**GETOONDE TEKST:**
★ ★ ★ ★ ★ ★ ★
Biotoop en jachtgedrag

Deze soort komt vooral in bossen voor, voornamelijk in gemengde vochtige bossen (zie ref: Janssen_Bechsteins vleermuis). Hij vliegt pas uit bij het vallen van de duisternis. Hij heeft een fladderende vlucht en vliegt behendig in kleine ruimten. Hij jaagt op 1-5 meter hoogte en vangt ook prooien van takken en bladeren af.  Met haar grote oren jaagt de soort vooral op 'luide' prooien, die ze via hun geluid oppikt, maar de Bechsteins vleermuis kan ook opportunistisch zijn. Vlinders (rupsen), duizendpoten, kevers, muggen en vliegen vormen belangrijke prooien.

De soort is gebaadt bij een aangepast bosbeheer, gericht op behoud van oude, dode en zieke bomen, een grote structuurrijkdom en dichte ondergroei. Een hoge variatie loof, naald en gemeengd bos in combinatie met poelen, beken en vochtige greppels is van belang. Daarnaast wordt ook in parklandschap en boomgaarden gejaagd. Jachtgebieden zijn doorgaans klein, en bevinden zich in een straal van 1 à 2 km rondom de verblijfplaats. (zie ook ref: bechstein indicator voor oude bossen).
★ ★ ★ ★ ★ ★ ★
**VERZAMELDE REGELS:**
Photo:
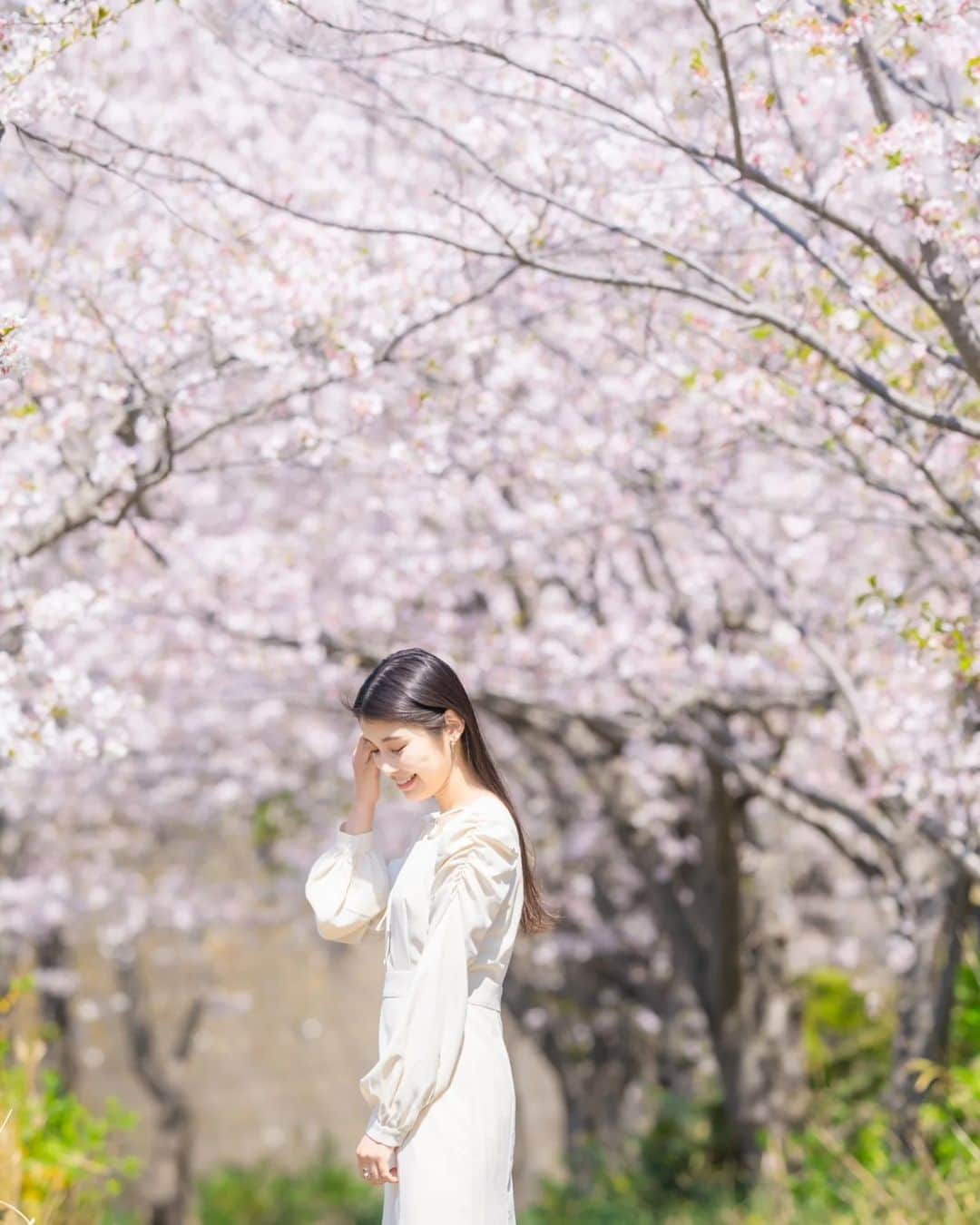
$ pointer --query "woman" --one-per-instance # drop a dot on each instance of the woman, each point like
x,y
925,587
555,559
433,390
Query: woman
x,y
440,1137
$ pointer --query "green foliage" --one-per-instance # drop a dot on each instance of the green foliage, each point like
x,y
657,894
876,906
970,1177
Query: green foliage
x,y
844,1045
55,1159
321,1193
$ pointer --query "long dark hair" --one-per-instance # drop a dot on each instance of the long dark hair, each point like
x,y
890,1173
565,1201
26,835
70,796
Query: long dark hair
x,y
416,686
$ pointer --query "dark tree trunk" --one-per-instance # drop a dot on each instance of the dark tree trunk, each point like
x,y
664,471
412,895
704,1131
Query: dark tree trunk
x,y
934,910
171,1180
53,953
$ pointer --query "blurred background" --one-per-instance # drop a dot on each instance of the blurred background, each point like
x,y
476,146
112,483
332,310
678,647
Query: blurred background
x,y
626,358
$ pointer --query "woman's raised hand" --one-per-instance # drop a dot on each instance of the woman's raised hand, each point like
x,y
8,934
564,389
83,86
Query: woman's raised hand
x,y
367,778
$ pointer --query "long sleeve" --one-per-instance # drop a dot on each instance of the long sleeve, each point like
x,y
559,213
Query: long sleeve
x,y
475,871
348,887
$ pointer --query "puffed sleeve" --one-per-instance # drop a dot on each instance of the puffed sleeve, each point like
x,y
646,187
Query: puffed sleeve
x,y
348,887
476,863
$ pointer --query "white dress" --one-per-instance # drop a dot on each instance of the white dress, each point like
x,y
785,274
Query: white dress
x,y
441,1089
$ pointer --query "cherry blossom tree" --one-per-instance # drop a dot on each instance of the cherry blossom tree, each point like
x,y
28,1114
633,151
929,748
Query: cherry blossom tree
x,y
614,360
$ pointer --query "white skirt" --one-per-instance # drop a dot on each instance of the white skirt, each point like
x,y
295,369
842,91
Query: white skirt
x,y
456,1165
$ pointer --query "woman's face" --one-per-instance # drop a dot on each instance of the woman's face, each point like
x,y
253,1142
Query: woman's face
x,y
410,755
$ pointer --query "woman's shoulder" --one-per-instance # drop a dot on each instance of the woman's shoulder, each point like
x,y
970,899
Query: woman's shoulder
x,y
483,822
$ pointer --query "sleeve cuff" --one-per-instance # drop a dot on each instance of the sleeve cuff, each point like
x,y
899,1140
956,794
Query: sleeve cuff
x,y
382,1134
356,842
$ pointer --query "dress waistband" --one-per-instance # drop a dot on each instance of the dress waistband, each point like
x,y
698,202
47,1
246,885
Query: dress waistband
x,y
482,990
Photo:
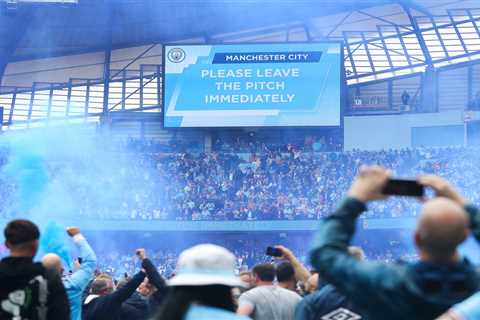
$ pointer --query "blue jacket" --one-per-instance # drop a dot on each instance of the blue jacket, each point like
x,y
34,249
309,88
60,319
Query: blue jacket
x,y
401,291
76,283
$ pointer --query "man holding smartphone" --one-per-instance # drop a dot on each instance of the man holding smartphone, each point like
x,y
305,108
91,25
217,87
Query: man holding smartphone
x,y
421,290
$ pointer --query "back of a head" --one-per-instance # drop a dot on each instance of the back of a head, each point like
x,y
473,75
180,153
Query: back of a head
x,y
285,272
442,226
264,272
22,235
102,285
180,298
53,262
205,275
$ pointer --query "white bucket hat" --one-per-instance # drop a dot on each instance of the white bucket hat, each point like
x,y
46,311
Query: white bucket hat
x,y
206,264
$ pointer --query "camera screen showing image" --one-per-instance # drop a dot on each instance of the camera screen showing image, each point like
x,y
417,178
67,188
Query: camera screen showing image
x,y
401,187
273,252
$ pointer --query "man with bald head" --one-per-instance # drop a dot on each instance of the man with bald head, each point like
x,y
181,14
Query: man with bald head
x,y
420,290
27,289
76,283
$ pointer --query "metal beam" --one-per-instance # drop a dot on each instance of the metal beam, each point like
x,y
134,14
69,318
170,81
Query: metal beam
x,y
108,57
418,33
384,20
415,6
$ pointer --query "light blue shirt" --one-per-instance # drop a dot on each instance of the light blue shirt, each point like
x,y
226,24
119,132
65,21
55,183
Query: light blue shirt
x,y
197,312
469,309
76,283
★ ★ ★ ★ ★ ★ ★
**OPDRACHT:**
Citeer letterlijk uit de tekst over de Bechsteins vleermuis het stuk dat begint bij "Biotoop en jachtgedrag" en eindigt bij "vormen belangrijke prooien.".

**ANTWOORD HIERONDER:**
Biotoop en jachtgedrag

Deze soort komt vooral in bossen voor, voornamelijk in gemengde vochtige bossen (zie ref: Janssen_Bechsteins vleermuis). Hij vliegt pas uit bij het vallen van de duisternis. Hij heeft een fladderende vlucht en vliegt behendig in kleine ruimten. Hij jaagt op 1-5 meter hoogte en vangt ook prooien van takken en bladeren af.  Met haar grote oren jaagt de soort vooral op 'luide' prooien, die ze via hun geluid oppikt, maar de Bechsteins vleermuis kan ook opportunistisch zijn. Vlinders (rupsen), duizendpoten, kevers, muggen en vliegen vormen belangrijke prooien.